--- Given text ---
>> begin

Why is your friend refusing help? Is she saying she'd rather dump Ally off at the shelter than give her away to you? Why is she dumping Ally? Does she still have the Chow mix? But really, that is just so _absurd_

My friend said that the last time she checked, Remy was being cared for at a firehouse. She doesn't see him at all or anything anymore. He was a 5 year old English Spring Spaniel (I THINK... I only saw one picture of him). 

Feeding time?!? That's so terrible! Eck. 
I never see any dogs running about here, there are like, zero strays. Except for the time I saw 2 dogs wandering about. My mom and I were driving home and on our driveway were two dogs, a golden and black lab. I got out to lead them away, and they didn't look like they were going anywhere. Neither of them had a collar, but from the way their neck fur was matted, I knew they had one before. They both looked really tired and a tiny bit on the skinny side, but hard to tell. The black lab looked really sad, but the golden lab was happy to play with me. He also jumped on people a lot, and my sister got scared, but I thought they were both so sweet... unfortunately, when I went inside to get them water (my mom wouldn't let them in the house), both were gone. Never knew what happened to them, but I like to think they found their way back home <3

Friend #3 is really big on rescuing and adoption. He also has 2 rats he adopted, but they died last year a few months apart  Pudding is backyard bred. Pudding's owner had a friend who's beagle had puppies, and they were going to go to a shelter, so she decided to take one for free.

>> end

--- Given material ---

>> begin

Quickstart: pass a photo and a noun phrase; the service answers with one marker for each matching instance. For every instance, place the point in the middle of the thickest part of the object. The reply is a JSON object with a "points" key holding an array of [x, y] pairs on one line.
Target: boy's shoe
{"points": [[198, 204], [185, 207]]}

>> end

--- Work instructions ---
(1) In the forum thread about dogs, where was Remy being cared for the last time the friend checked?
(2) List every pet mentioned by name in the forum thread about dogs.
(3) Please carry on the forum thread about dogs, starting after its final sentence.
The material that comes after the dog thread is separate from it.

--- Results in order ---
(1) At a firehouse.

(2) Ally, Remy, Pudding

(3)
Speaking of irresponsible dog owners... I was just talking to someone an hour ago who had a Pekingnese. I thought he was adorable and stopped to talk to her and ask about her dog. APPARENTLY she is looking for a bitch to breed him with. OMG. But she started saying how he was nasty to girl dogs, so I was thinking "well, good for him!"

Oh, oh, oh, and I just realized this couple with a German shepherd lives nearby. I was on my way to the bus stop last week, and an elderly couple walking a gorgeous German shepherd went past and I said "hi". It was an aging German shepherd, but still very regal looking. A red and black, I think, but I couldn't tell, since it was dark outside.

I sent an e-mail to Jennifer asking if Aggi's pregnancy was confirmed yet, and hoping she replies. I feel sort of bad for always e-mailing and calling with questions, because I know how busy she is with her breeding, training facility, Schutzhund training, boarding kennels, grooming, and supply shop >.<
But I can't help it!


----------



## Hallie

That's pretty bad! I could understand if she was going through bad things, considering today's economy I can't say I'd be suprised. That's horrible though. poor little dog! 

No she isn't taking her to the shelter she's "trying to find her a home" apparently she doens't want me to take her because I wouldn't be able to keep her forever I was just going to foster her but at least she'd get a great home through me. Yes she still has the chow mix that I showed you that picture of that one time.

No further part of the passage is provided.